- _TASK REQUIREMENTS_
Below are the records; copy every line in them that holds the string "dome".

════════════════

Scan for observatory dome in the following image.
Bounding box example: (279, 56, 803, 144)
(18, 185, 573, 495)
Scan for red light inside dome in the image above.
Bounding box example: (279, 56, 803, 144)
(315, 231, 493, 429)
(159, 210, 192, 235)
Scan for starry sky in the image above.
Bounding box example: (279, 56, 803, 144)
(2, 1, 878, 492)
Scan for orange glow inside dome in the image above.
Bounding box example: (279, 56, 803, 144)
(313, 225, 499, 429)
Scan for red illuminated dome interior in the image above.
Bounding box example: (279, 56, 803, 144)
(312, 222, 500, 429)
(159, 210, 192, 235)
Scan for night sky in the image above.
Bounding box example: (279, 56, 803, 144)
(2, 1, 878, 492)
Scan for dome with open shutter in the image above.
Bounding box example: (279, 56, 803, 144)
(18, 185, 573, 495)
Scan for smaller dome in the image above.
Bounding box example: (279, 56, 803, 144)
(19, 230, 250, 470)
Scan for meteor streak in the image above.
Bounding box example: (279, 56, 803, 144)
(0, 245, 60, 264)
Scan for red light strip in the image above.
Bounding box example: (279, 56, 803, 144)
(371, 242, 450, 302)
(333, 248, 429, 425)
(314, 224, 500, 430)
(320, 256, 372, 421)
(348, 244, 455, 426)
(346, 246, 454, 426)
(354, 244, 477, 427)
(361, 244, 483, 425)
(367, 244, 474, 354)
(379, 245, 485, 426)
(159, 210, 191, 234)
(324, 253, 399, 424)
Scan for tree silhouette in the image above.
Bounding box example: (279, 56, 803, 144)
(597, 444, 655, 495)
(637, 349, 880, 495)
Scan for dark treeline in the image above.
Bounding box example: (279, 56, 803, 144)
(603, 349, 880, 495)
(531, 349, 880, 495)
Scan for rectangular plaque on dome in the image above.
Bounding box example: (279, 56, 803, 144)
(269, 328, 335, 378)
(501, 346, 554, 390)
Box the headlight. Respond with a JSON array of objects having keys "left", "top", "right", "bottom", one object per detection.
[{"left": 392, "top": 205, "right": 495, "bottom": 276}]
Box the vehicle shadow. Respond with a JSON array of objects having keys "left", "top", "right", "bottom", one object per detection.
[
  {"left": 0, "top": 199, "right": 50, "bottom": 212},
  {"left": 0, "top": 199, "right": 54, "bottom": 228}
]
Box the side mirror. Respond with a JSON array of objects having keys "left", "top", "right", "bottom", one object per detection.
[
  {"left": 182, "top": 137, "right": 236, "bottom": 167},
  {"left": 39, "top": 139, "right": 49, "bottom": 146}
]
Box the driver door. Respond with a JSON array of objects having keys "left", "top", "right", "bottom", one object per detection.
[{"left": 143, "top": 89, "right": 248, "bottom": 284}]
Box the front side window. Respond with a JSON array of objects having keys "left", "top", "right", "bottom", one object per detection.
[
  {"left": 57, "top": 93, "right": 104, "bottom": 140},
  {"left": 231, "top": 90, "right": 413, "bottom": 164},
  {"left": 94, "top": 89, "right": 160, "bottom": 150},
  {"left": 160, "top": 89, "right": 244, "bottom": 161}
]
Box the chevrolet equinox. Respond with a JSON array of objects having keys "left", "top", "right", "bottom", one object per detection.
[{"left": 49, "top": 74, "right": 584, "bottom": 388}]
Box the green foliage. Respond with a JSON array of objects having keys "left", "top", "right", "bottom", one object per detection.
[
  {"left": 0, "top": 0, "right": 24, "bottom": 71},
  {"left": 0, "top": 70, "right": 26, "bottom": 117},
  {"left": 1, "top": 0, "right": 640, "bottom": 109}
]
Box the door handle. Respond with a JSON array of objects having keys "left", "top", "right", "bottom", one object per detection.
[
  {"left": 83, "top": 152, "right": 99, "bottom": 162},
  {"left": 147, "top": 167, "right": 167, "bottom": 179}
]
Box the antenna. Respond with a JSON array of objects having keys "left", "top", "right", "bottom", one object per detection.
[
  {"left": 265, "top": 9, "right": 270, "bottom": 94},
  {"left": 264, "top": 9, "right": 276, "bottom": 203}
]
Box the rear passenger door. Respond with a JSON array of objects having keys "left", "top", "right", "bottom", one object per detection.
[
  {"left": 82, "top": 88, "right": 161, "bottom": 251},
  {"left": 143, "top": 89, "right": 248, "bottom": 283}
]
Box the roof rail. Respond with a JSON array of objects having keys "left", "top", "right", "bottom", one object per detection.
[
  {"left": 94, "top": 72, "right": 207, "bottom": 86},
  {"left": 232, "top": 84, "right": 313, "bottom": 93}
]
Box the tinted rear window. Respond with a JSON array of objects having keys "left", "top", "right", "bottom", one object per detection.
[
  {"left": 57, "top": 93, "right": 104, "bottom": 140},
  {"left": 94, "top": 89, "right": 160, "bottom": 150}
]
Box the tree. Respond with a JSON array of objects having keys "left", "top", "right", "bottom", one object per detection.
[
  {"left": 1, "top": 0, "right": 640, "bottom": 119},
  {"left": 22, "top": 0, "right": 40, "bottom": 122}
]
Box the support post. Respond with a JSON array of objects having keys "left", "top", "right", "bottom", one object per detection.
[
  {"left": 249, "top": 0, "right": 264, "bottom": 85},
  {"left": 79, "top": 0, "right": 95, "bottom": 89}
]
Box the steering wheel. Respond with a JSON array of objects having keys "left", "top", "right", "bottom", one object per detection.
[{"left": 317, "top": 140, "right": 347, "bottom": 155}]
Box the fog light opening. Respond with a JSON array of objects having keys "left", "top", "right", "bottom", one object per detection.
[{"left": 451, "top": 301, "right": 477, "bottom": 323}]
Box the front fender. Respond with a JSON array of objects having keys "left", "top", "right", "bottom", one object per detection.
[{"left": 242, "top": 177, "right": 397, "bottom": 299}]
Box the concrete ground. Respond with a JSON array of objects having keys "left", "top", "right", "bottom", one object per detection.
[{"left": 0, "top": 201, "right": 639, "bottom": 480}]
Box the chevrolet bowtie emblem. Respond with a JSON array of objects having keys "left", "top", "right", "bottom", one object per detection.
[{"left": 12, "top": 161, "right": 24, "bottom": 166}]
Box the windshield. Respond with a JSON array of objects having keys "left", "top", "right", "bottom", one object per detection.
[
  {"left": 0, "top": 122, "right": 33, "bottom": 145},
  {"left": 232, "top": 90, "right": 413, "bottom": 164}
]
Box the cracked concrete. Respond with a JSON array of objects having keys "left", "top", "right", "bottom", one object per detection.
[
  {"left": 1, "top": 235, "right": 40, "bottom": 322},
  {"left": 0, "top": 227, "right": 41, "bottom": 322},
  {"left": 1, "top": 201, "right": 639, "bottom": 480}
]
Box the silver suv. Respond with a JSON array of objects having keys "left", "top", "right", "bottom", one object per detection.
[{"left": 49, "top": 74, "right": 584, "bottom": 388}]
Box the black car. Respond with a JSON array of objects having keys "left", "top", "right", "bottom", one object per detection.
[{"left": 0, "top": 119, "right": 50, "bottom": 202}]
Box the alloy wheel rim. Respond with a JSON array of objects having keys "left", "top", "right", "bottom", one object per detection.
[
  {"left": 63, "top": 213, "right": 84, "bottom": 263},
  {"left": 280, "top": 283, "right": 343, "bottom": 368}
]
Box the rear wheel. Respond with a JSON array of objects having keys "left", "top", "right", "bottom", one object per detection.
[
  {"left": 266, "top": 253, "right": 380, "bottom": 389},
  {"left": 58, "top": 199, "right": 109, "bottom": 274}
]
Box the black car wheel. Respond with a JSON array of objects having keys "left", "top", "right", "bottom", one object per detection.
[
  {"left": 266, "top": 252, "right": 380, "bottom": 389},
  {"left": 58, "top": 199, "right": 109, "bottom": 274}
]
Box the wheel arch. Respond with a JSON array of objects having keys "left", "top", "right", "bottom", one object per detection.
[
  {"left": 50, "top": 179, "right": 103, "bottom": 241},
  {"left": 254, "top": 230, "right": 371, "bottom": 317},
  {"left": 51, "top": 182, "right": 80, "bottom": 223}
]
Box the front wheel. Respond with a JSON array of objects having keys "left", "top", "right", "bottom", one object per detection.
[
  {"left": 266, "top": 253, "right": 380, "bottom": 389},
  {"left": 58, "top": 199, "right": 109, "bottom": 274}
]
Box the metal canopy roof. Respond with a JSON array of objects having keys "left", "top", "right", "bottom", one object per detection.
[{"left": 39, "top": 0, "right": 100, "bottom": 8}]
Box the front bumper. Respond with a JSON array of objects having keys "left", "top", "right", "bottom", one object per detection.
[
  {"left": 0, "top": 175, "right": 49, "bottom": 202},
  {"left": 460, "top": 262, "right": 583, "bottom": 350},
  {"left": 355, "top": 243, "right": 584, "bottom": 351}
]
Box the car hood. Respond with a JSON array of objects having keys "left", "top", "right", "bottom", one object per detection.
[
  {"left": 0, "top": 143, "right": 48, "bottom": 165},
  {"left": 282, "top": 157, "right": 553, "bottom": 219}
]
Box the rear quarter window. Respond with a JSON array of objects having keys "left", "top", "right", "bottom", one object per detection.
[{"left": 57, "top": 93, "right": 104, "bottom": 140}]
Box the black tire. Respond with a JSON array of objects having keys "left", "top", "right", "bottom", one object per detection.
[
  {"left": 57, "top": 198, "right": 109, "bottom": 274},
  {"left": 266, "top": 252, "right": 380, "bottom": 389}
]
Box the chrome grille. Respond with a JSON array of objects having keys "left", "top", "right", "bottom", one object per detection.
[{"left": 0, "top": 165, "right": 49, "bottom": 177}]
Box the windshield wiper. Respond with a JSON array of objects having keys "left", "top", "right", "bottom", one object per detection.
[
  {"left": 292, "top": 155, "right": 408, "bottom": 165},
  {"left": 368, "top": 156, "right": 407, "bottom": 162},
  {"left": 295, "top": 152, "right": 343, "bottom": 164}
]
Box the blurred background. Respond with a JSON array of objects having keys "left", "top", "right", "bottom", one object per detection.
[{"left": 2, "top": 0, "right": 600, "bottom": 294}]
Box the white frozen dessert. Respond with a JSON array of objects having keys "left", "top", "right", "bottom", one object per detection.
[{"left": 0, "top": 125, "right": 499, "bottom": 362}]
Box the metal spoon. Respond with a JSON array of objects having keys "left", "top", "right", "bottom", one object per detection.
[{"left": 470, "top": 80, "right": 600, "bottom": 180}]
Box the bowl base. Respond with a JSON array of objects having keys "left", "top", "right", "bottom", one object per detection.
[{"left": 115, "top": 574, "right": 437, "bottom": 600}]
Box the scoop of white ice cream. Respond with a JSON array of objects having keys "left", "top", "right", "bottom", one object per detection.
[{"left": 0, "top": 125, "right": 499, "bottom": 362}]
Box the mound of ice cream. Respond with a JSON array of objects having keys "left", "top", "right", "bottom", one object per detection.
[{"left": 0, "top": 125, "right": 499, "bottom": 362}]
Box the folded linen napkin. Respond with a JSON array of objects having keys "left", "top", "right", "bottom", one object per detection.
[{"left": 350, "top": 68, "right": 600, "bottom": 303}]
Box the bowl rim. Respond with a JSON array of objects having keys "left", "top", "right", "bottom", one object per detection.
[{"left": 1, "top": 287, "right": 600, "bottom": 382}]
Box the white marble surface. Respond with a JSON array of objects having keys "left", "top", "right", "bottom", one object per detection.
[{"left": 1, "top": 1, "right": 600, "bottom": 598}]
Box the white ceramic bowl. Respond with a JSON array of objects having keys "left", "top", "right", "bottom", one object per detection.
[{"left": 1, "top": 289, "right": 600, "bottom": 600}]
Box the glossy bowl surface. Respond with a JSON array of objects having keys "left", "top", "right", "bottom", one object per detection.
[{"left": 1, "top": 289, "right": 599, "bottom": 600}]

════════════════

- _TASK OUTPUT_
Scan for observatory dome in the following image.
Scan for red light inside dome in the image above.
Scan for orange glow inside dome in the image above.
Scan for red illuminated dome interior in the image above.
Scan for dome with open shutter in the image above.
Scan for smaller dome in the image above.
Scan for rectangular plaque on dome in the image above.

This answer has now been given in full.